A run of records
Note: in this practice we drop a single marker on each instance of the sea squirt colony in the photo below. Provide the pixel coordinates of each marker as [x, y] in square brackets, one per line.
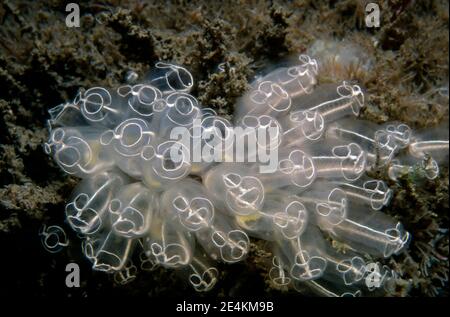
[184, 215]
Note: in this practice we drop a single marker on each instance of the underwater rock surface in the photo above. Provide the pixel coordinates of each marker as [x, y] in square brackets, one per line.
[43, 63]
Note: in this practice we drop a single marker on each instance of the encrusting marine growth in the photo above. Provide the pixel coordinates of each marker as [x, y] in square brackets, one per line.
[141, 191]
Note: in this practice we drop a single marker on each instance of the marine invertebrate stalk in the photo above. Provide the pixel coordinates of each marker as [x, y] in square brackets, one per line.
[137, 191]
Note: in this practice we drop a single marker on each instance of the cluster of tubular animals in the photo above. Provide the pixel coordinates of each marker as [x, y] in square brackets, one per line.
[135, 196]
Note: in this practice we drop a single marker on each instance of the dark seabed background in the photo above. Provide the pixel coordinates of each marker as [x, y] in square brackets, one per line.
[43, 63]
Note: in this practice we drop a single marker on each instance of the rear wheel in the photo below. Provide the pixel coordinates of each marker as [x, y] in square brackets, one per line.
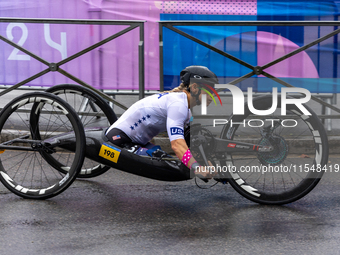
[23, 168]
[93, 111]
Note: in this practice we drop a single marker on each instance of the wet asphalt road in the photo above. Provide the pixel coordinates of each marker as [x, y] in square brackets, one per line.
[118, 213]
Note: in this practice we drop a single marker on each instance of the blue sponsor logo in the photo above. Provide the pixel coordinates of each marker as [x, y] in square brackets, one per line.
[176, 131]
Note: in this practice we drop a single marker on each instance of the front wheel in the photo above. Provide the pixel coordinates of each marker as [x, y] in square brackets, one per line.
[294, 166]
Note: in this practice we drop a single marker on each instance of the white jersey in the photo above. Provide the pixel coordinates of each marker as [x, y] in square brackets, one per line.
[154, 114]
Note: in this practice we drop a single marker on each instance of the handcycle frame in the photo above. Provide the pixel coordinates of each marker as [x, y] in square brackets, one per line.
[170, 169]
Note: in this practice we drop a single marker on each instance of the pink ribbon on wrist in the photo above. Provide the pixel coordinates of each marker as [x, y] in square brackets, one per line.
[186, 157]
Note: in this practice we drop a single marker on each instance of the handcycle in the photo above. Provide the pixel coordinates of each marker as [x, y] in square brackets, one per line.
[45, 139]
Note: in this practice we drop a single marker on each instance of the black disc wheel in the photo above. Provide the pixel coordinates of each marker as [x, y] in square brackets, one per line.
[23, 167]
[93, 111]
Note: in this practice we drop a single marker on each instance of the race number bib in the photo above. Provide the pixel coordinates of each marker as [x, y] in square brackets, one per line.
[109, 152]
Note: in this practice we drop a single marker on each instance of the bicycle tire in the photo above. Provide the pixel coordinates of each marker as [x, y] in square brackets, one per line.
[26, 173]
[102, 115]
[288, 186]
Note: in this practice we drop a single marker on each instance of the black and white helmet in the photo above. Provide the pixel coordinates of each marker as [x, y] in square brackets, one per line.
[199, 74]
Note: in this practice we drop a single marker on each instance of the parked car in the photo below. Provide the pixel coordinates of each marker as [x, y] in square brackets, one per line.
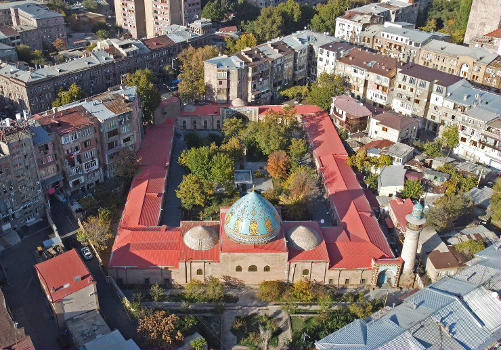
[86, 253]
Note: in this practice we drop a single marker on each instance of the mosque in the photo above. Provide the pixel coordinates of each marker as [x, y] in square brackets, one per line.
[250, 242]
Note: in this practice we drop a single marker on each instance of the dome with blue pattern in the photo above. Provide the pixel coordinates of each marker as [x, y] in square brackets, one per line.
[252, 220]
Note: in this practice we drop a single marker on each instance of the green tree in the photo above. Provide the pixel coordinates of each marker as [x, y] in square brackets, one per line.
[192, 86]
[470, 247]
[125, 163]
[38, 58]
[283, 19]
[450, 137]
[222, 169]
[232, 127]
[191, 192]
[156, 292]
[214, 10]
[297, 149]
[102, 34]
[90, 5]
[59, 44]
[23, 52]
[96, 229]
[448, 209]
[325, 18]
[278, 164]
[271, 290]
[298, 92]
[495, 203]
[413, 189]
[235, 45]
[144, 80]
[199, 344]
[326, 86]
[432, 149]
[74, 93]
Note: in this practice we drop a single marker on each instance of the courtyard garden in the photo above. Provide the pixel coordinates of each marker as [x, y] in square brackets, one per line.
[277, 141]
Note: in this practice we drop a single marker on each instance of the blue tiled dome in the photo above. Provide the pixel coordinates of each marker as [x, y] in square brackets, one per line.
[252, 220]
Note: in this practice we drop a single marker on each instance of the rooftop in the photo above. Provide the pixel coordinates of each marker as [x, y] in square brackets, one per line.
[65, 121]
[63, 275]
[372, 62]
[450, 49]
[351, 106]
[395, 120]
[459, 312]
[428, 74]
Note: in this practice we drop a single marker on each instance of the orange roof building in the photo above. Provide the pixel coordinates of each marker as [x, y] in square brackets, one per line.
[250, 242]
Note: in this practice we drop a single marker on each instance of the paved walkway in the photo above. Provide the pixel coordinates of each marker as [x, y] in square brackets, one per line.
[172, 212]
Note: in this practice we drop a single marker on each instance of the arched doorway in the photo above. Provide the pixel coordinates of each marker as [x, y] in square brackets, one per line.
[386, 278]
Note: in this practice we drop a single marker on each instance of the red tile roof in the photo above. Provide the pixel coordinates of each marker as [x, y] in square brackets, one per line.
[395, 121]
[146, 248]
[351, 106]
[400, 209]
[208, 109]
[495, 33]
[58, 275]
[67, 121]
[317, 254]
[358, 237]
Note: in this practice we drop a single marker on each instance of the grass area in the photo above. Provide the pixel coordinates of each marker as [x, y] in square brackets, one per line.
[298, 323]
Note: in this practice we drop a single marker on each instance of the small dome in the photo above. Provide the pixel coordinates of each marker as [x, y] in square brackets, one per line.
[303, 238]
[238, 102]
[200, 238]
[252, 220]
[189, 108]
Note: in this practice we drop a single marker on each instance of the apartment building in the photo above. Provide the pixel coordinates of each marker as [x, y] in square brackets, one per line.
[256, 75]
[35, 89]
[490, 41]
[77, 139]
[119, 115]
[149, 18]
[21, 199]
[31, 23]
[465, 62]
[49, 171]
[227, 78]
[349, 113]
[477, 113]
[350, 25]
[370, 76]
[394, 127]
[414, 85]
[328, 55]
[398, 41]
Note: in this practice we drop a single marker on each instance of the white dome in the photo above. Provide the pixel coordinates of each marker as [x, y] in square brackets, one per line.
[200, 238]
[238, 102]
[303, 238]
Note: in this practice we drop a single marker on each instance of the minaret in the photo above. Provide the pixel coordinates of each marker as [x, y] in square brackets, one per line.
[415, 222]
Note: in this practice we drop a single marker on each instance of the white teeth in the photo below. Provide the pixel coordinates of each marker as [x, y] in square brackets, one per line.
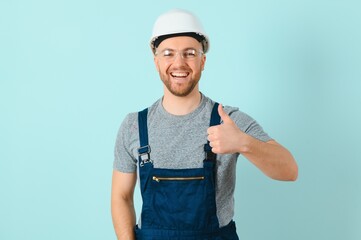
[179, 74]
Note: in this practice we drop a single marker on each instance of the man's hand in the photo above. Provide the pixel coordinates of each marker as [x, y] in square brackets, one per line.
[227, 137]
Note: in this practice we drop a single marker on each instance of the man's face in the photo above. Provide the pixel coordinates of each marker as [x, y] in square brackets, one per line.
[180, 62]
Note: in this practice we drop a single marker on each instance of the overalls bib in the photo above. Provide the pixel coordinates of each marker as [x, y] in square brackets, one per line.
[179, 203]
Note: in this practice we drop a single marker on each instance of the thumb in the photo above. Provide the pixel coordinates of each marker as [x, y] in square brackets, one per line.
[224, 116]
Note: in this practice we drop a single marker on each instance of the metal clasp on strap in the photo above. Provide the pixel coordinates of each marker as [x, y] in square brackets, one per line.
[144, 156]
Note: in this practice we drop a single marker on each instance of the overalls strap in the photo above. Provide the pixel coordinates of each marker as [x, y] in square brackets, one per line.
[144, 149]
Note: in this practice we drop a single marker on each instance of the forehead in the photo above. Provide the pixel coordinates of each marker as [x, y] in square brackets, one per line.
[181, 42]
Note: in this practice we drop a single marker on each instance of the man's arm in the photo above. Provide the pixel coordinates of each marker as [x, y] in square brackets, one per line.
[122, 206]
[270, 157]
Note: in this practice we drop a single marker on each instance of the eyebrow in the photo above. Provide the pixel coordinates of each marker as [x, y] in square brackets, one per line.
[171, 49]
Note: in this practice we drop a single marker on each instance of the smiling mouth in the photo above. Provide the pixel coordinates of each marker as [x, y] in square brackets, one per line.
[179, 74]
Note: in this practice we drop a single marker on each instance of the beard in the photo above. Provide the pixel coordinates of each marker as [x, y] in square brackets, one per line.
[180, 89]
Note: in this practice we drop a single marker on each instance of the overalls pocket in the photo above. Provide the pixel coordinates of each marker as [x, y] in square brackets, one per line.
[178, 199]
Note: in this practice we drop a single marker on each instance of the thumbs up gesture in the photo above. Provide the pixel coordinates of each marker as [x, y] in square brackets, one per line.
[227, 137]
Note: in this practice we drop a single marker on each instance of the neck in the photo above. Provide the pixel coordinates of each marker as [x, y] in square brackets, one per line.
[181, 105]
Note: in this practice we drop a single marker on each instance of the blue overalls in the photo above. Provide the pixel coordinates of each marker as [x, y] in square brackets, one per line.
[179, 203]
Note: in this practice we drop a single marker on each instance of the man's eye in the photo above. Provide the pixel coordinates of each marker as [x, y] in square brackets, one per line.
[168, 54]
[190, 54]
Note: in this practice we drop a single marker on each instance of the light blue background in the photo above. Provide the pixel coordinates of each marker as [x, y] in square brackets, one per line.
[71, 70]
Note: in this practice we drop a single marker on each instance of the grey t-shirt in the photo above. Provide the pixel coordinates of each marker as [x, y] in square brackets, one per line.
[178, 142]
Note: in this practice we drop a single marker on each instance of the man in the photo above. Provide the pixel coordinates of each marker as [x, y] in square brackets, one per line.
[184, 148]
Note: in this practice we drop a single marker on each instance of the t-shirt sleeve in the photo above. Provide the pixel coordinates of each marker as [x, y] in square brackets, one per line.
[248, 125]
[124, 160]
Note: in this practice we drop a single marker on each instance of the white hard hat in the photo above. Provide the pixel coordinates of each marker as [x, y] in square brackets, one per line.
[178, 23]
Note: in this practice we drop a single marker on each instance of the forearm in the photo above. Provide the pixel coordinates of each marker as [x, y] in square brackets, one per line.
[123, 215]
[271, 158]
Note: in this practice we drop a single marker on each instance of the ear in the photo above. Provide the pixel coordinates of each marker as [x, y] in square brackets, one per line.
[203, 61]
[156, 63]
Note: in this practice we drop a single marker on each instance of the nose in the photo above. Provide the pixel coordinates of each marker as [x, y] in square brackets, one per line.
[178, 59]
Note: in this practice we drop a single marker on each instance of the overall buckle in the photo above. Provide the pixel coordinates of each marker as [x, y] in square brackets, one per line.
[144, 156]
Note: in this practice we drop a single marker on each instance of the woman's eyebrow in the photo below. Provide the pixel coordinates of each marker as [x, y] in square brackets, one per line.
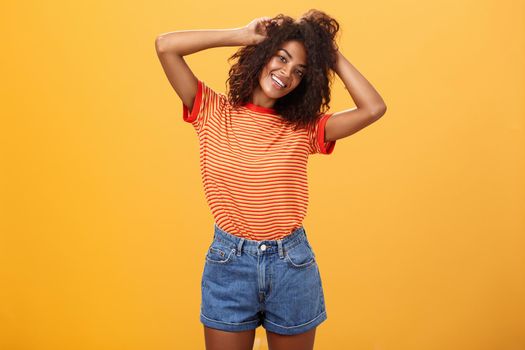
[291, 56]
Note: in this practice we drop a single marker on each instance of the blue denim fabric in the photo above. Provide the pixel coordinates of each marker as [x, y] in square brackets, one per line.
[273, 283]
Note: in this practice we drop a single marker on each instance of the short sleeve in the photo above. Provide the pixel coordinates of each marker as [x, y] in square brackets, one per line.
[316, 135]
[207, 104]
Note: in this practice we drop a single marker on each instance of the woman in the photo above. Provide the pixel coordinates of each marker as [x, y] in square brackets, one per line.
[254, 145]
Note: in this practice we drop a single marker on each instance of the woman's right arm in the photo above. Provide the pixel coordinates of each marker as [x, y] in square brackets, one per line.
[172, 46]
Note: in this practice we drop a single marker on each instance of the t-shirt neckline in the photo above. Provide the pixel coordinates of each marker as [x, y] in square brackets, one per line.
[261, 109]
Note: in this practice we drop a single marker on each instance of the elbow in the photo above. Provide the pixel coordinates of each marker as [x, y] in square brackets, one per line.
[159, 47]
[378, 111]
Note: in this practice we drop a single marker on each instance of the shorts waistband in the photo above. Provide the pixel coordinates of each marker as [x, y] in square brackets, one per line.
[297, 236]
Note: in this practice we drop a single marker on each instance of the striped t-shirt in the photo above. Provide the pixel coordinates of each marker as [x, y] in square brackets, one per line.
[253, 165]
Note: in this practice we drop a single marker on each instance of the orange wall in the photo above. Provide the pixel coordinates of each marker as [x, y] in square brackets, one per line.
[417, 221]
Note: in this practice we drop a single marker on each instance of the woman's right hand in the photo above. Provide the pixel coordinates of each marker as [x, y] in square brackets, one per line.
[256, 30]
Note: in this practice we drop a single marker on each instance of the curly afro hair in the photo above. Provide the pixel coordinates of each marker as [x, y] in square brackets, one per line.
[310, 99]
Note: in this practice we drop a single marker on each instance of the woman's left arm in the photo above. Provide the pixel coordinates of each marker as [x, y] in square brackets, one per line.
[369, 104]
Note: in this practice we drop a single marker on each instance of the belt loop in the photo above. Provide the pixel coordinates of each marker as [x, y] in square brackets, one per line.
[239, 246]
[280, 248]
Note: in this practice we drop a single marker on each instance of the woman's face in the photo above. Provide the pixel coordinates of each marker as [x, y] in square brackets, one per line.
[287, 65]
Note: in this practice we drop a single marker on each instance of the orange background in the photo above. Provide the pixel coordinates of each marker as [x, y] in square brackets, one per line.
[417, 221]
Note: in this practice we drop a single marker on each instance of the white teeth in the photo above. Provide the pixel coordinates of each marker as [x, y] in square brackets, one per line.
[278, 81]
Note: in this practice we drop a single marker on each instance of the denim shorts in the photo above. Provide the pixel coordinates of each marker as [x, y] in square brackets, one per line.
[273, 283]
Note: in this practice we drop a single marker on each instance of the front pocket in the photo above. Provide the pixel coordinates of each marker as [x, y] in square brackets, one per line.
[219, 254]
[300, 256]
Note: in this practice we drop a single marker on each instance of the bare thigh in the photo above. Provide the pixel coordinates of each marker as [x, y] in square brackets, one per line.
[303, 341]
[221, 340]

- [What is expected] Write out exactly the lines from the line holding "the orange wall" through the last line of the data, and nothing besides those lines.

- [Solution for this task]
Note: in this practice we drop a single marker on each instance of the orange wall in the photo above. Provide the pixel coordinates of each marker as [x, y] in square brackets, one per line.
[417, 221]
Note: in this practice we drop a single marker on each instance of the woman's right hand in the photo above. Provide the pixel coordinates of each marker as [x, y] in square brackets, one per line.
[256, 30]
Note: in this practice we drop a single marker on each instance of the curly afro hair in the photo above. Provide the pixel coordinates of each marker as [x, y] in square brackets, one per line.
[310, 99]
Note: in this practice we drop a single marker on each instance of the woman's left arm in the photo above. Provide the pixel coordinates of each marker as [x, y] in square brackets, one per line.
[369, 104]
Note: in this practice we drop a single marker on each instance of the belt loop in the photo above. Provide the pixel coordinates of each marker as [x, y] in square brackets, one per line.
[239, 246]
[280, 248]
Note: in this practice we drop a single marker on each instance of the woman's face in the photo above. Provide the pixel coordinates of each marker as [x, y] in square brackets, one per line.
[287, 65]
Note: in this practice we drop a single marker on each instance of the orange background in the photo above. Provide the pixel coordinates of each marker as [x, y] in square brackets, one per line.
[417, 221]
Note: in this practice we drop a single marker on each instance of the white teeth in the photo above. Provide the pixel coordinates of each marker as [x, y] in square brackets, one per line.
[278, 81]
Note: in this practice we drop a single marker on each instance of the denim shorts in the photo above. Provide the pixel coordinates of each marker as [x, y] in square brackets, one per line.
[273, 283]
Note: in this practice we drop a single marker on each instance of the front pocket in the photo above. Provide the pixel coordinates of each marker as [x, y] in square brackets, one per line.
[219, 254]
[300, 256]
Note: in this practice we drop a single marker on each instance of the bare thigh in the photo above. Provide the pixel coordinates of each marker as [x, y] in square brackets, one per line.
[303, 341]
[221, 340]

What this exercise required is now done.